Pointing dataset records
— START —

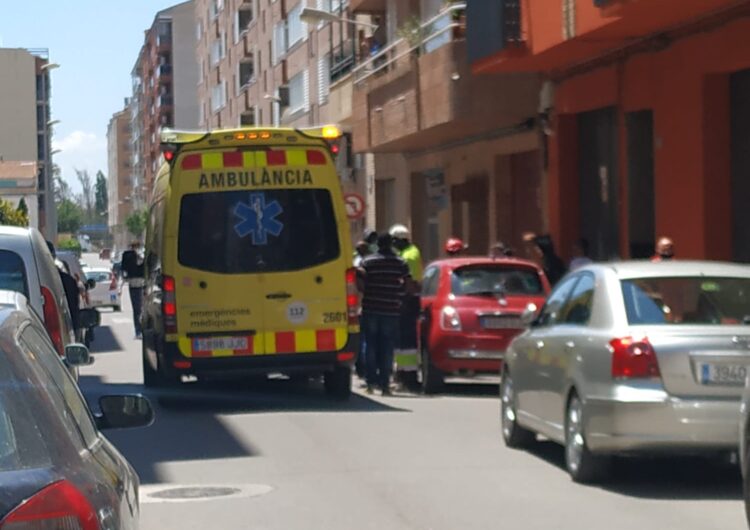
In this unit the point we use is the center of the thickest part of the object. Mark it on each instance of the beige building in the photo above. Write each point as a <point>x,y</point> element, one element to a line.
<point>119,176</point>
<point>454,154</point>
<point>165,89</point>
<point>261,64</point>
<point>18,181</point>
<point>25,125</point>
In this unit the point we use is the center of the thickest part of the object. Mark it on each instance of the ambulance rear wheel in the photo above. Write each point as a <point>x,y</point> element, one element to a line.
<point>338,382</point>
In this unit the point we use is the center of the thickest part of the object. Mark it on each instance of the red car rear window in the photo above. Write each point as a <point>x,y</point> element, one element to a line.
<point>494,280</point>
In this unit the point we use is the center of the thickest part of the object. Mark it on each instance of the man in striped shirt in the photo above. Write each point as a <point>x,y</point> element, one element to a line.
<point>385,282</point>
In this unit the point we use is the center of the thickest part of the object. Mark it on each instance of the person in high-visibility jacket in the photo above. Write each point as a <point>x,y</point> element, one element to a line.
<point>406,355</point>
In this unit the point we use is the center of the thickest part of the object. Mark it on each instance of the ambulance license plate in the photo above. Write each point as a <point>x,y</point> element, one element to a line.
<point>220,343</point>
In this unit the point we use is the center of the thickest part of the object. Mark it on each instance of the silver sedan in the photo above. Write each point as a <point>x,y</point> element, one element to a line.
<point>629,358</point>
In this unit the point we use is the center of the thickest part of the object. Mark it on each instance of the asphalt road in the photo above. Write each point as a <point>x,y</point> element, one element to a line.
<point>280,456</point>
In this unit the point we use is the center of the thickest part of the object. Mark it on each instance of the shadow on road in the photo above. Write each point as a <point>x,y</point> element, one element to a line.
<point>188,424</point>
<point>668,478</point>
<point>105,341</point>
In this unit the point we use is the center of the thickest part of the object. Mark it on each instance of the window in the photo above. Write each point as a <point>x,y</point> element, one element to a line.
<point>495,280</point>
<point>294,244</point>
<point>246,73</point>
<point>63,390</point>
<point>219,96</point>
<point>247,118</point>
<point>551,311</point>
<point>578,308</point>
<point>280,42</point>
<point>324,79</point>
<point>297,29</point>
<point>13,273</point>
<point>299,93</point>
<point>199,30</point>
<point>430,281</point>
<point>215,56</point>
<point>688,300</point>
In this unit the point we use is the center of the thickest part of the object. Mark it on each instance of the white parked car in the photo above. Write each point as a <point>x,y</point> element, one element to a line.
<point>106,293</point>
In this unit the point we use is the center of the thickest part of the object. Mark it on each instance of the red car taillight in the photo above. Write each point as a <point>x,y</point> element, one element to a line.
<point>169,304</point>
<point>352,297</point>
<point>53,320</point>
<point>633,359</point>
<point>57,507</point>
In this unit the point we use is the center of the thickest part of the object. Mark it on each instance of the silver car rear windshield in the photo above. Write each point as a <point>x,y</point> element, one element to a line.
<point>687,300</point>
<point>21,439</point>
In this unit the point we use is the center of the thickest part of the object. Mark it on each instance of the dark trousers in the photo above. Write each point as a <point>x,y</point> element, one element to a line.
<point>136,300</point>
<point>381,336</point>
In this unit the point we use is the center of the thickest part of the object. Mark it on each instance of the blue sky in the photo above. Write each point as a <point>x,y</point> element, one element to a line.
<point>96,43</point>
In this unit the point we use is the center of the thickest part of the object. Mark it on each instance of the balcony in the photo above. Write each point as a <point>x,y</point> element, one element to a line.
<point>418,94</point>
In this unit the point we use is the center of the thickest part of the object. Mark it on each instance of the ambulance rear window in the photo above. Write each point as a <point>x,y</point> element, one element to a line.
<point>261,231</point>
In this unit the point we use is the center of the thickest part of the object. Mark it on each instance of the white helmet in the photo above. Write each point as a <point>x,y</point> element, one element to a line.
<point>399,232</point>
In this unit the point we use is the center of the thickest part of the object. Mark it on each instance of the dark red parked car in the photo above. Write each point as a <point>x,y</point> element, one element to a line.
<point>471,310</point>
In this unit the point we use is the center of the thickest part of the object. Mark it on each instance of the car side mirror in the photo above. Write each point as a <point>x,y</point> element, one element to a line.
<point>124,412</point>
<point>78,355</point>
<point>529,315</point>
<point>89,318</point>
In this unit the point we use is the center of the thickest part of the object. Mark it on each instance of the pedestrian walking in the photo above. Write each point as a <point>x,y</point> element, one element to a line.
<point>134,273</point>
<point>406,351</point>
<point>385,283</point>
<point>500,250</point>
<point>580,255</point>
<point>454,247</point>
<point>552,264</point>
<point>664,250</point>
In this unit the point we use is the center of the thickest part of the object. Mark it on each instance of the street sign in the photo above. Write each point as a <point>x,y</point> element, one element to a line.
<point>355,205</point>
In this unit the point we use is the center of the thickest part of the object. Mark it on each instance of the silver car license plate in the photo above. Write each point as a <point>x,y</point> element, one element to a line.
<point>723,374</point>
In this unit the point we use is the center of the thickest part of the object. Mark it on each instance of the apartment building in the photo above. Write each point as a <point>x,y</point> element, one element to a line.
<point>26,127</point>
<point>165,89</point>
<point>455,154</point>
<point>648,118</point>
<point>119,176</point>
<point>261,63</point>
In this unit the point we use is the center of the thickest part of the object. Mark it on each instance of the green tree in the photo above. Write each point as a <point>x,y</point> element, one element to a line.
<point>136,222</point>
<point>12,216</point>
<point>69,216</point>
<point>101,199</point>
<point>23,207</point>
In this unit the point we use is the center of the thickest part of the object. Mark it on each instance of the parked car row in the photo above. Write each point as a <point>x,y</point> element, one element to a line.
<point>56,468</point>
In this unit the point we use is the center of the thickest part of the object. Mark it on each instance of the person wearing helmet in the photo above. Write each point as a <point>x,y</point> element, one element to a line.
<point>406,353</point>
<point>454,247</point>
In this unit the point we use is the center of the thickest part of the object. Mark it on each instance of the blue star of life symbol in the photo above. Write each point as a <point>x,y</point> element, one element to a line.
<point>258,219</point>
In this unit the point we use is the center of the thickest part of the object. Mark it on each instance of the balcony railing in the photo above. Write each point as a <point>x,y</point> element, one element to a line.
<point>444,28</point>
<point>343,59</point>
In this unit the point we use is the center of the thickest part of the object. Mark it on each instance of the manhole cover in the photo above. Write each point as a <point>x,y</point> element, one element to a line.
<point>194,493</point>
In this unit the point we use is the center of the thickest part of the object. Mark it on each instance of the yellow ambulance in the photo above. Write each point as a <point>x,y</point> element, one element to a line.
<point>248,259</point>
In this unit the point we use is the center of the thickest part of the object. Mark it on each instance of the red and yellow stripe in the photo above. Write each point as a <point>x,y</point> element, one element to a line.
<point>253,159</point>
<point>278,342</point>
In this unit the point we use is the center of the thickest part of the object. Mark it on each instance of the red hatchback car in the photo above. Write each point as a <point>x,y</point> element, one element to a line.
<point>471,310</point>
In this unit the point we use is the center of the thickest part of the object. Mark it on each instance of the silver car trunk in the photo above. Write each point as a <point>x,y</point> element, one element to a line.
<point>700,360</point>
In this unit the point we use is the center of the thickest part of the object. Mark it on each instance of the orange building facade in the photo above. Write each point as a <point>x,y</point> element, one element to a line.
<point>646,114</point>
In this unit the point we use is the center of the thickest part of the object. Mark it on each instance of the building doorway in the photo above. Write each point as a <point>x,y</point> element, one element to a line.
<point>597,155</point>
<point>470,213</point>
<point>739,86</point>
<point>641,209</point>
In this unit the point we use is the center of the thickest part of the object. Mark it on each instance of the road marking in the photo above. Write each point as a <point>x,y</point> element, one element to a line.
<point>169,493</point>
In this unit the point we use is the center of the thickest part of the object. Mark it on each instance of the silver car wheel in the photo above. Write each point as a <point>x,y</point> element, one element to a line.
<point>574,441</point>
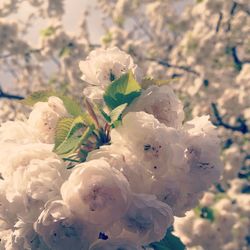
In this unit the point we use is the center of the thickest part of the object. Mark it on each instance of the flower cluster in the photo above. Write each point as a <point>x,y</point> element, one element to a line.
<point>110,176</point>
<point>220,221</point>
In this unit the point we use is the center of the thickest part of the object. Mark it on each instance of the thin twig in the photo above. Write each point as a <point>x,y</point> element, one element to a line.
<point>9,96</point>
<point>169,65</point>
<point>219,22</point>
<point>241,125</point>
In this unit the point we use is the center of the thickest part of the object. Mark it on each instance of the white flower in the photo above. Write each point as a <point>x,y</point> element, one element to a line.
<point>36,180</point>
<point>59,229</point>
<point>14,156</point>
<point>104,66</point>
<point>115,244</point>
<point>202,153</point>
<point>180,197</point>
<point>146,220</point>
<point>158,148</point>
<point>122,159</point>
<point>162,103</point>
<point>97,193</point>
<point>18,132</point>
<point>45,116</point>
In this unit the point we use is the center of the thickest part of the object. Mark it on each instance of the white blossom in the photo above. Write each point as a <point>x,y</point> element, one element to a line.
<point>44,118</point>
<point>162,103</point>
<point>145,221</point>
<point>97,193</point>
<point>102,66</point>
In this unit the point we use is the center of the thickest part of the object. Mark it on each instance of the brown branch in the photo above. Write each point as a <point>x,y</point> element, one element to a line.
<point>170,65</point>
<point>240,126</point>
<point>10,96</point>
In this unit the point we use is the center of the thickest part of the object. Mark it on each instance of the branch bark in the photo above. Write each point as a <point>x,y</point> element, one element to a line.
<point>10,96</point>
<point>241,125</point>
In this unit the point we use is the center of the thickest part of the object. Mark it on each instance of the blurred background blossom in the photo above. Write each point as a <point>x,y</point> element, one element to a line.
<point>202,49</point>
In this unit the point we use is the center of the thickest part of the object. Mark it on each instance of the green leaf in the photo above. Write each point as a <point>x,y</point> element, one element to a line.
<point>62,130</point>
<point>66,127</point>
<point>148,81</point>
<point>204,213</point>
<point>169,242</point>
<point>71,105</point>
<point>122,90</point>
<point>47,32</point>
<point>105,115</point>
<point>68,146</point>
<point>117,112</point>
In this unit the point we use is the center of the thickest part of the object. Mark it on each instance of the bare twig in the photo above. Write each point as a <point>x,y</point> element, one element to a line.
<point>9,96</point>
<point>170,65</point>
<point>219,22</point>
<point>32,51</point>
<point>240,126</point>
<point>232,12</point>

— END —

What this task involves: Copy exactly the line containing "of the brown" and every line after it, ending with the last line of the records above.

Solution for this exercise:
In this unit the point we use is the center of the thickest part of the object. Mark it on each instance of the brown branch in the photo above. Write each point as a <point>x,y</point> element, one element to a line.
<point>170,65</point>
<point>240,126</point>
<point>10,96</point>
In this unit the point we use is the center of the thickest part of the object. Mark it on each instance of the branch bark in the photo above. Write each point as a <point>x,y</point> element, one element to a line.
<point>10,96</point>
<point>241,125</point>
In this unit the point we use is the center of the thickest part of the object. Mark it on each instance of the blurred background blossom in the photo above. Write each point as a <point>x,y</point> element, one element to a line.
<point>202,49</point>
In this unit the point we use is the center of the thickest part of the object. Mark it on each instance of the green leaf in the photo above. Write each point as a <point>x,y</point> element, one element to a line.
<point>62,130</point>
<point>66,127</point>
<point>148,81</point>
<point>204,213</point>
<point>169,242</point>
<point>71,105</point>
<point>122,90</point>
<point>47,32</point>
<point>105,115</point>
<point>68,146</point>
<point>117,112</point>
In this unit the point we use is the center of the thickest part of the object. Mark it on each instance of the bare twig in the photo above. Write each point as a <point>x,y</point> element, one element to a line.
<point>9,96</point>
<point>170,65</point>
<point>219,22</point>
<point>32,51</point>
<point>240,126</point>
<point>232,12</point>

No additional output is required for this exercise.